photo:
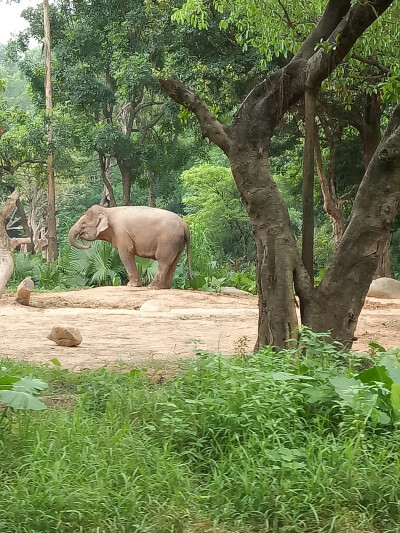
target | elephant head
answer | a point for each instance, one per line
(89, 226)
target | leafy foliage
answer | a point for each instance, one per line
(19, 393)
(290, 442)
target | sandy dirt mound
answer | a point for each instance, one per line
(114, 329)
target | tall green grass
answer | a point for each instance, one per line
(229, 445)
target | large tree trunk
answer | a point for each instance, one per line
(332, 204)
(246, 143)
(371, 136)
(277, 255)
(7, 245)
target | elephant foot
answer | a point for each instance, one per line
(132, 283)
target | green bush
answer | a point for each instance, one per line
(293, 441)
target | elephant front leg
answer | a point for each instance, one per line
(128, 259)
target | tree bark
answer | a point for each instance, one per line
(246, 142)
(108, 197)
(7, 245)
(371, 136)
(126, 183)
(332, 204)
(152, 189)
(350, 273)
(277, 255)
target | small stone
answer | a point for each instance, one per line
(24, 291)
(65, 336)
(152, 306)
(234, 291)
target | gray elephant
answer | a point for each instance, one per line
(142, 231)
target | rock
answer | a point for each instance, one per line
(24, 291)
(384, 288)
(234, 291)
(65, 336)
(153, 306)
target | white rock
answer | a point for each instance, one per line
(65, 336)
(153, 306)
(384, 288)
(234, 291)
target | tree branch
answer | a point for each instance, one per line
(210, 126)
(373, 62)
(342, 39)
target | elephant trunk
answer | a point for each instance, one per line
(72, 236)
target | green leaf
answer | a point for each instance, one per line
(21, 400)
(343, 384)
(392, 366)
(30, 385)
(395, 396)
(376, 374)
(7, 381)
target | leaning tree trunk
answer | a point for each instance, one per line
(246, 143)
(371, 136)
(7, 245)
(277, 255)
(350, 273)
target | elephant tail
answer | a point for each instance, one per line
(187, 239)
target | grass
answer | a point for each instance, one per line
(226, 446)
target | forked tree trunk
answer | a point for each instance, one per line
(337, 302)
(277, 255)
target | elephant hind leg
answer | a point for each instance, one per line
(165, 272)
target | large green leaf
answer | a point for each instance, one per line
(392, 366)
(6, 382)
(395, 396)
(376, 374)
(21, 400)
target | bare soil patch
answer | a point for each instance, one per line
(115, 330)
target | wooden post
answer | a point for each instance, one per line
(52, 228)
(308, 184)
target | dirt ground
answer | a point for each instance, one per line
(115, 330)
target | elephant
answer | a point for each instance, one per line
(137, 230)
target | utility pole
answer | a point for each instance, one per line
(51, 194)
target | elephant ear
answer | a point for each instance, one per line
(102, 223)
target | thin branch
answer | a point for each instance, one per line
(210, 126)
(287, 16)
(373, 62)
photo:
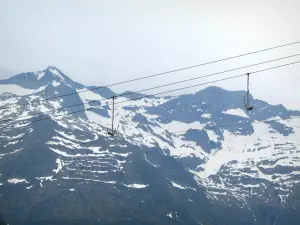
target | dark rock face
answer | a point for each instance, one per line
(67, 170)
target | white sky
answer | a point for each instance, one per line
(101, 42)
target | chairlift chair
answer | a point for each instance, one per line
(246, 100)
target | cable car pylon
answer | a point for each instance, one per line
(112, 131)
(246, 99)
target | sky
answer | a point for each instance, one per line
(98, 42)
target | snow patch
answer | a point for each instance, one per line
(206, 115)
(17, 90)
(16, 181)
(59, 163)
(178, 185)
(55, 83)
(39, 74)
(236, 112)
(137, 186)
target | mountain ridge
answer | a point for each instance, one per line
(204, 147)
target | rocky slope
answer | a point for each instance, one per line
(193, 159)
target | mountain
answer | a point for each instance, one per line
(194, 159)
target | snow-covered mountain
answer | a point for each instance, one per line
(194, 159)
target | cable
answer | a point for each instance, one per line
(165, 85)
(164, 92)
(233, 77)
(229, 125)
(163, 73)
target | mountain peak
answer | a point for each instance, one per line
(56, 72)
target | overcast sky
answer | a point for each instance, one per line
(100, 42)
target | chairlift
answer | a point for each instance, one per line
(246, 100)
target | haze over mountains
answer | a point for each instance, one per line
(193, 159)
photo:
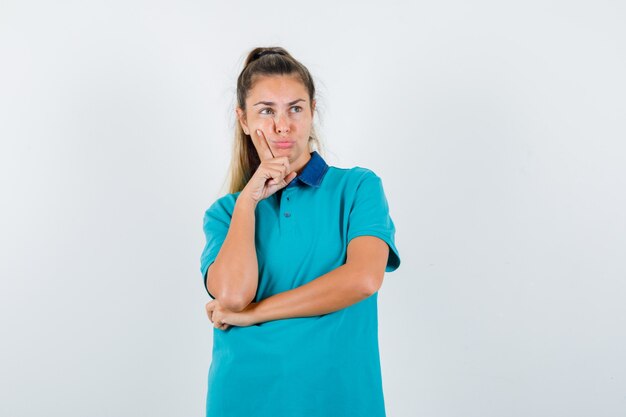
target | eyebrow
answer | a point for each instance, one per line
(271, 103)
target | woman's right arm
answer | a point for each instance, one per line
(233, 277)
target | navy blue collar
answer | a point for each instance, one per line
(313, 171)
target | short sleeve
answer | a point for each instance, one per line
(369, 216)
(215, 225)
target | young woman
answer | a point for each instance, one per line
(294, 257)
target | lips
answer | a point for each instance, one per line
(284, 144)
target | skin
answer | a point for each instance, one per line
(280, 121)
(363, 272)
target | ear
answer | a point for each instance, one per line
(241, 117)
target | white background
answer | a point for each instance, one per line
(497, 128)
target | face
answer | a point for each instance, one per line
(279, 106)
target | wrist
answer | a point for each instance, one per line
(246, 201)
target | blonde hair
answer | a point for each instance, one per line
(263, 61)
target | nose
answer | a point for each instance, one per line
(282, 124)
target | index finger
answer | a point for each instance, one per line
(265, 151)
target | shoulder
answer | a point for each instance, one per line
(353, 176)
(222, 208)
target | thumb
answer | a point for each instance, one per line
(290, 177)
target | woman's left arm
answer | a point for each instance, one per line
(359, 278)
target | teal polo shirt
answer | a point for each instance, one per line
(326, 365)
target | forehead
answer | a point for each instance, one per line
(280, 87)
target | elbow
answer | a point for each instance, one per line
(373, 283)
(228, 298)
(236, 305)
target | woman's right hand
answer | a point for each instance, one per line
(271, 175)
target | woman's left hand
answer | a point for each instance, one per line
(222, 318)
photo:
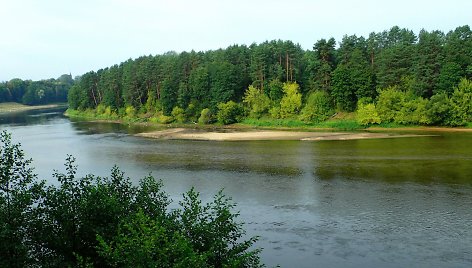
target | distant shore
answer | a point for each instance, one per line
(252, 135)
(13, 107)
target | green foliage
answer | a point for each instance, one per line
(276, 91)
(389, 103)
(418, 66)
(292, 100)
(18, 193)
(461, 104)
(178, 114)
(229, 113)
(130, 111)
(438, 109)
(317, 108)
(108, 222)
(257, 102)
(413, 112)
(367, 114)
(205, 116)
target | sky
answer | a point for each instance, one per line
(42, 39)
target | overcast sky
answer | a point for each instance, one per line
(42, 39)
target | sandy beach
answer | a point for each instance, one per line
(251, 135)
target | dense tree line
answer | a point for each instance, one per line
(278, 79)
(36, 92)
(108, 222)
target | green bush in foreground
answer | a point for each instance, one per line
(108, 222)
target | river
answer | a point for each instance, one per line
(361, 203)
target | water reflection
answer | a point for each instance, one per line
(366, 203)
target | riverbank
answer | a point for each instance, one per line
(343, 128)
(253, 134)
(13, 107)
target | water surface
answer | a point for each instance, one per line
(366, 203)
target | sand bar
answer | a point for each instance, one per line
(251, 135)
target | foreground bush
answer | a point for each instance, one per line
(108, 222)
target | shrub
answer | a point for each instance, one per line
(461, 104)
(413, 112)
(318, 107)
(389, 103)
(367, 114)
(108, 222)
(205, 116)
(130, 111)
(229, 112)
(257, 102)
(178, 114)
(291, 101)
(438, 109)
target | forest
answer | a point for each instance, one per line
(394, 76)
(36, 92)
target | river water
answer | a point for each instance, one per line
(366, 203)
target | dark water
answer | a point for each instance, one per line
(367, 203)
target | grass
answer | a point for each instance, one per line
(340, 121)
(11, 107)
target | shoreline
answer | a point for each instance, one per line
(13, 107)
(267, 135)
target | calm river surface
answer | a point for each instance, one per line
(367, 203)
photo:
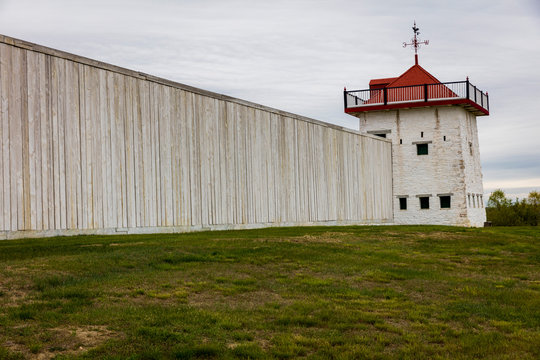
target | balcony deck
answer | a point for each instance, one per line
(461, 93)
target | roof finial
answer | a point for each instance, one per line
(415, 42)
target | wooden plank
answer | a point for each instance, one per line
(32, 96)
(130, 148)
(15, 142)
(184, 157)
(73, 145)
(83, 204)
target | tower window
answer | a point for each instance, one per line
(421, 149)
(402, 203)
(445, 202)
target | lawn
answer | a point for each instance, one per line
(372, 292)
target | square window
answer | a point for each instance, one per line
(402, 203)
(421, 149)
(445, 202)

→ Task instructions:
Each record above must be returned exactly as written, with its pictures omitted.

→ Solution:
photo:
target | elephant head
answer | a point for each instance, one per line
(89, 226)
target | leafy foliage
answer | a point for each instance, one per line
(19, 393)
(290, 442)
target | sandy dirt mound
answer | a point for each instance, one per line
(114, 329)
target | tall green grass
answer | a point for each instance, one per line
(229, 445)
target | large tree trunk
answer | a point for each instance, one per line
(332, 204)
(246, 143)
(371, 136)
(277, 255)
(7, 245)
target | elephant foot
answer | a point for each instance, one per line
(132, 283)
target | green bush
answer | a point for each instance, one per line
(293, 441)
target | elephant front leg
answer | a point for each instance, one per line
(128, 259)
target | tree bark
answer | a point for each instance, one per line
(246, 142)
(108, 197)
(7, 245)
(371, 136)
(126, 183)
(332, 204)
(152, 189)
(350, 273)
(277, 255)
target | small stone
answer | a point for each instance, one per line
(24, 291)
(65, 336)
(152, 306)
(234, 291)
target | gray elephant
answer | a point for each instance, one per line
(142, 231)
target | rock
answer | a point for each instance, one per line
(24, 291)
(384, 288)
(234, 291)
(65, 336)
(153, 306)
target | white rock
answer | a point for each instance, one per line
(65, 336)
(153, 306)
(384, 288)
(234, 291)
target | tree branch
answer | a point for each instance, one per line
(210, 126)
(373, 62)
(342, 39)
target | elephant trunk
answer | a point for each instance, one per line
(72, 236)
target | green leaf
answer | a point for each instance, one per line
(21, 400)
(343, 384)
(392, 366)
(30, 385)
(395, 396)
(376, 374)
(7, 381)
target | leaning tree trunk
answer | a point for each instance, one per line
(246, 143)
(371, 136)
(7, 245)
(277, 255)
(350, 273)
target | elephant tail
answer | a point for each instance, one per line
(187, 239)
target | grass
answer | a point for each instance, one per line
(226, 446)
target | forked tree trunk
answer | a point for each instance, one per line
(337, 302)
(277, 255)
target | elephant hind leg
answer | a point for each instance, one per line
(165, 272)
target | large green leaf
answer | a point for each instance, one per line
(392, 366)
(6, 382)
(395, 396)
(376, 374)
(21, 400)
target | bare soil patch
answer | a point for each instance, one per line
(115, 330)
target | wooden post
answer | a point for each instance, one per line
(52, 228)
(308, 184)
target | dirt ground
answer | a point for each instance, one per line
(115, 330)
target | elephant
answer | a point for each instance, one per line
(137, 230)
target | utility pole
answer | a point for each instance, one per line
(51, 194)
target | elephant ear
answer | a point for each instance, one per line
(102, 223)
target | thin branch
answer | a point for each instance, one per line
(210, 126)
(287, 16)
(373, 62)
photo:
target | dark rock face
answer | a point for each instance, one per line
(67, 170)
target | white sky
answer | a point for each instance, one per line
(101, 42)
target | chairlift chair
answer | a point for each instance, one per line
(246, 100)
target | cable car pylon
answer | a point for each instance, one per line
(112, 131)
(246, 99)
target | sky
answer | a point for each instance, one per line
(98, 42)
target | snow patch
answer | a point for each instance, one per line
(206, 115)
(17, 90)
(16, 181)
(59, 163)
(178, 185)
(55, 83)
(39, 74)
(236, 112)
(137, 186)
target | mountain ridge
answer | a point for each instance, one per line
(204, 147)
target | rocky slope
answer | a point for each instance, one per line
(193, 159)
target | mountain
answer | a point for each instance, one per line
(194, 159)
target | snow-covered mountain
answer | a point for each instance, one per line
(194, 159)
target | cable
answer | a point for each instance, one per line
(165, 85)
(164, 92)
(233, 77)
(229, 125)
(163, 73)
target | mountain peak
answer | a point for each instance, one per line
(56, 72)
target | overcast sky
answer | a point for each instance, one per line
(100, 42)
target | chairlift
answer | a point for each instance, one per line
(246, 100)
target | haze over mountains
answer | a point for each instance, one per line
(193, 159)
photo:
target | eyebrow
answer | a point for each instance, one per line
(271, 103)
target | woman's right arm
answer | a point for each instance, one per line
(233, 277)
target | navy blue collar
answer | a point for each instance, one per line
(313, 171)
target | short sleeve
answer | a point for each instance, one per line
(369, 216)
(215, 225)
target | young woman
answer | a point for each instance, one per line
(294, 257)
target | lips
answer | a point for each instance, one per line
(284, 144)
target | skin
answer | a point for each instance, one per line
(280, 121)
(363, 272)
target | ear
answer | a point for each instance, one per line
(241, 117)
target | white background
answer | a point for each instance, one per line
(497, 128)
target | face
answer | a point for each instance, one per line
(279, 106)
target | wrist
answer | a point for each instance, one per line
(246, 201)
target | blonde hair
answer | a point for each instance, one per line
(263, 61)
target | nose
answer | a point for each instance, one per line
(282, 124)
target | index finger
answer | a point for each instance, one per line
(265, 151)
target | shoulder
answer | a point for each instance, one per line
(353, 176)
(222, 208)
target | thumb
answer | a point for each instance, one per line
(290, 177)
target | woman's left arm
answer | a point for each instance, one per line
(359, 278)
target | teal polo shirt
answer | a point for each instance, one per line
(326, 365)
target | forehead
answer | a point for each instance, one per line
(280, 87)
target | elbow
answer | a point for each instance, one per line
(373, 283)
(228, 298)
(236, 305)
target | woman's right hand
answer | a point for each instance, one per line
(271, 175)
target | woman's left hand
answer | a point for each instance, one per line
(222, 318)
photo:
target | distant shore
answer | a point for each instance, one per line
(252, 135)
(13, 107)
target | green foliage
answer | a point for each instance, one per line
(276, 91)
(389, 103)
(418, 66)
(292, 100)
(18, 193)
(461, 104)
(178, 114)
(229, 113)
(130, 111)
(438, 109)
(317, 108)
(108, 222)
(257, 102)
(413, 112)
(367, 114)
(205, 116)
target | sky
answer | a point for each instance, one per line
(42, 39)
target | overcast sky
answer | a point for each instance, one per line
(42, 39)
target | sandy beach
answer | a point for each instance, one per line
(251, 135)
target | dense tree line
answer | a point for each instance, one per line
(278, 79)
(36, 92)
(108, 222)
target | green bush in foreground
answer | a point for each instance, one per line
(108, 222)
target | river
answer | a point for each instance, one per line
(361, 203)
target | water reflection
answer | a point for each instance, one per line
(366, 203)
target | riverbank
answer | a point for each instance, one per line
(343, 128)
(253, 134)
(13, 107)
target | water surface
answer | a point for each instance, one per line
(366, 203)
target | sand bar
answer | a point for each instance, one per line
(251, 135)
target | foreground bush
answer | a point for each instance, one per line
(108, 222)
target | shrub
answer | a point for each instance, one per line
(461, 104)
(413, 112)
(318, 107)
(389, 103)
(367, 114)
(108, 222)
(205, 116)
(130, 111)
(229, 112)
(257, 102)
(178, 114)
(291, 101)
(438, 109)
target | forest
answer | a point for each instance, one per line
(394, 76)
(36, 92)
target | river water
answer | a point for each instance, one per line
(366, 203)
target | dark water
answer | a point for each instance, one per line
(367, 203)
target | grass
answer | a point for each instance, one per line
(340, 121)
(11, 107)
target | shoreline
answer | a point for each instance, one per line
(13, 107)
(267, 135)
target | calm river surface
answer | a point for each instance, one per line
(367, 203)
photo:
target | balcony deck
answer | a point for each instance, one per line
(461, 93)
target | roof finial
answer | a point for each instance, one per line
(415, 42)
target | wooden plank
answer | a point for each instance, one per line
(32, 96)
(130, 148)
(15, 142)
(184, 157)
(73, 145)
(83, 204)
target | tower window
answer | a point for each instance, one per line
(421, 149)
(402, 203)
(445, 202)
target | lawn
answer | a point for each instance, one per line
(372, 292)
target | square window
answer | a point for each instance, one per line
(402, 203)
(421, 149)
(445, 202)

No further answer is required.